(Pointing dataset records)

'''

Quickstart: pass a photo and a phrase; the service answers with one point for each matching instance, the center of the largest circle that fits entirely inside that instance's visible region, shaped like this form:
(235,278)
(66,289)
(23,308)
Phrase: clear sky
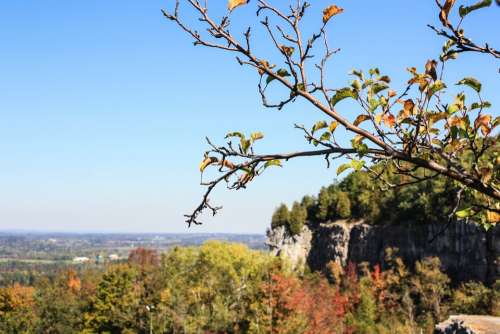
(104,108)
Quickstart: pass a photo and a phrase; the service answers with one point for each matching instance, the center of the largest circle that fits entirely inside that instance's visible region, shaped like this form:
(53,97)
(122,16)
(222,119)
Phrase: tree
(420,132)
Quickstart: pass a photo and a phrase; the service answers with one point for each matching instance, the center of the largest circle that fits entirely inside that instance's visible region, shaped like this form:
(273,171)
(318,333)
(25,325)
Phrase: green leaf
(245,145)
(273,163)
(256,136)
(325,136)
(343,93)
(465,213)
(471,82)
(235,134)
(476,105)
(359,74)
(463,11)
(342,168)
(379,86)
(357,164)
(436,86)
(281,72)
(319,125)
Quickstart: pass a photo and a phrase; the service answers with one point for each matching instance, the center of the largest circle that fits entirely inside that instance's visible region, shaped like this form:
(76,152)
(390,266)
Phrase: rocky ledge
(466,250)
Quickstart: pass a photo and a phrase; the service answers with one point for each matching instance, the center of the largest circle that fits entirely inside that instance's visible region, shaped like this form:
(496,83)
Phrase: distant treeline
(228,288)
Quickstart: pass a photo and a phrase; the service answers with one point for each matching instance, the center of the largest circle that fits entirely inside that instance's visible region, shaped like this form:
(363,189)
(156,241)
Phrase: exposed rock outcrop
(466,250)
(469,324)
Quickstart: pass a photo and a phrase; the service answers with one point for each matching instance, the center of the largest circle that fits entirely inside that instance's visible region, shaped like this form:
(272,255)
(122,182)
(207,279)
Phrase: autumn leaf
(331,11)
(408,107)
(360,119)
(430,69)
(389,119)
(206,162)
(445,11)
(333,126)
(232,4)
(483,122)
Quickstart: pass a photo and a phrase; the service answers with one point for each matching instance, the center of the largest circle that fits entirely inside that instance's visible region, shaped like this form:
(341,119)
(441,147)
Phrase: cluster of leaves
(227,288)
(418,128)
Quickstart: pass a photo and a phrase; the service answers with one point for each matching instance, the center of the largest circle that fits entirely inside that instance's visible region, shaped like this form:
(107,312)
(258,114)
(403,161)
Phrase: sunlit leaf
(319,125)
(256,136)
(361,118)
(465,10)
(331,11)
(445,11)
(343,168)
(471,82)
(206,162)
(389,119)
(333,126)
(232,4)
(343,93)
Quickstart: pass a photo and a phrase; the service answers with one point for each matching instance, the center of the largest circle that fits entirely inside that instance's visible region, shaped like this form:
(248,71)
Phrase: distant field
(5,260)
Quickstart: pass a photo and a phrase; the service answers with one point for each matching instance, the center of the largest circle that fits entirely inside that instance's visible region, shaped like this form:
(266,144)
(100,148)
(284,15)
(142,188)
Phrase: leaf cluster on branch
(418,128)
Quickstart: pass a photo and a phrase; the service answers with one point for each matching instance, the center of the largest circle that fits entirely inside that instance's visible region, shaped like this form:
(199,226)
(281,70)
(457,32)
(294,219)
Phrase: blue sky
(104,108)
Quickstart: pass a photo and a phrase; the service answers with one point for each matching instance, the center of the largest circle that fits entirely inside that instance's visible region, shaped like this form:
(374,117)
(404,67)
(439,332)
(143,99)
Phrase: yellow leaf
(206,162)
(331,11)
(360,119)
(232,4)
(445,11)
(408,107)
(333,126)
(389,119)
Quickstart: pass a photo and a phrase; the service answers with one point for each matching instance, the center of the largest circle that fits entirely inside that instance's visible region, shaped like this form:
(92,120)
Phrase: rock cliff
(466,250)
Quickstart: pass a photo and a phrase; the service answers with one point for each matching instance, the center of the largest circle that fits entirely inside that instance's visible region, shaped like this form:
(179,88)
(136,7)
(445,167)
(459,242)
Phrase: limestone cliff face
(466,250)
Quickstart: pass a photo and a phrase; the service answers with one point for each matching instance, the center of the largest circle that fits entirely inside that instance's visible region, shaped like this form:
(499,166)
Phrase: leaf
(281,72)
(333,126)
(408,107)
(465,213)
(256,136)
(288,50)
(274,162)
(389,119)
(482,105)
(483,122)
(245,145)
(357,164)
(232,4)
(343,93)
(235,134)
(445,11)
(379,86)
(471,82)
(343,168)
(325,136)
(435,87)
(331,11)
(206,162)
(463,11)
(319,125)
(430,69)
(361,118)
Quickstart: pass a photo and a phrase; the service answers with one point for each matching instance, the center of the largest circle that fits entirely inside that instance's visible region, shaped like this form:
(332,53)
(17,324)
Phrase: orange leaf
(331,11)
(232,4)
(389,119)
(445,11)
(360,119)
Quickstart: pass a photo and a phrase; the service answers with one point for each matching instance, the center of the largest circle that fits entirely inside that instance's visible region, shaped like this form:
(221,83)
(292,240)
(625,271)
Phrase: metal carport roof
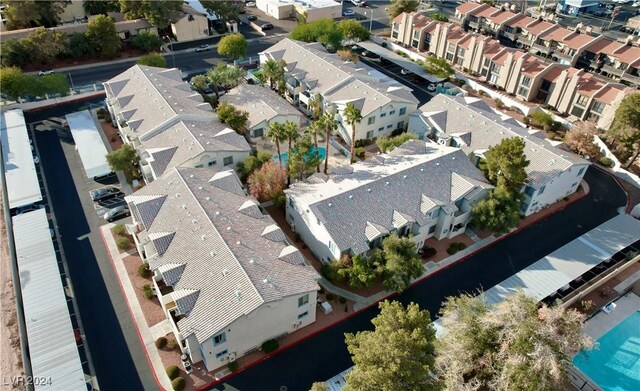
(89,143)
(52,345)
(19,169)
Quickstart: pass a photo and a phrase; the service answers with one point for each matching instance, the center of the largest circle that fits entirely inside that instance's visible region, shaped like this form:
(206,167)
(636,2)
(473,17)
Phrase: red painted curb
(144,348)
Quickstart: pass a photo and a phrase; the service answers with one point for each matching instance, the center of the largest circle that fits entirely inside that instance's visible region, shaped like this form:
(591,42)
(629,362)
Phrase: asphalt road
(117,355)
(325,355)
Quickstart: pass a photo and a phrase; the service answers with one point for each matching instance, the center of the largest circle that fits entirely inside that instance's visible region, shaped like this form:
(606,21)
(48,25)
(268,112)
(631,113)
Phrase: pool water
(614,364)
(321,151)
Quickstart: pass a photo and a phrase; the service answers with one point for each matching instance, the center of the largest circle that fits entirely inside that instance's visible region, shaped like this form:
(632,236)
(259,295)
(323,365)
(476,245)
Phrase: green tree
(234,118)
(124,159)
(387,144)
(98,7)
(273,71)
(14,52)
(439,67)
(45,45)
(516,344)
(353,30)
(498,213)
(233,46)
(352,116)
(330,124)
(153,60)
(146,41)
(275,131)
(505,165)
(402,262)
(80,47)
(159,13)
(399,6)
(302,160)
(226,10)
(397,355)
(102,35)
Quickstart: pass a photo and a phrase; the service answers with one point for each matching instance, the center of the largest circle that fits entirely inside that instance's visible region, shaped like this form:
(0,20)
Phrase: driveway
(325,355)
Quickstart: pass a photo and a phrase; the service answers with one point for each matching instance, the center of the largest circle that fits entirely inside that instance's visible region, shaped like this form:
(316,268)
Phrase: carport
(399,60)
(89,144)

'''

_PROBLEM TO WORK ON_
Gather every line in the items above that contains the string "carport", and copy each one. Case counts.

_COMPLETE RESPONSE_
Phrase: metal carport roof
Phrase: carport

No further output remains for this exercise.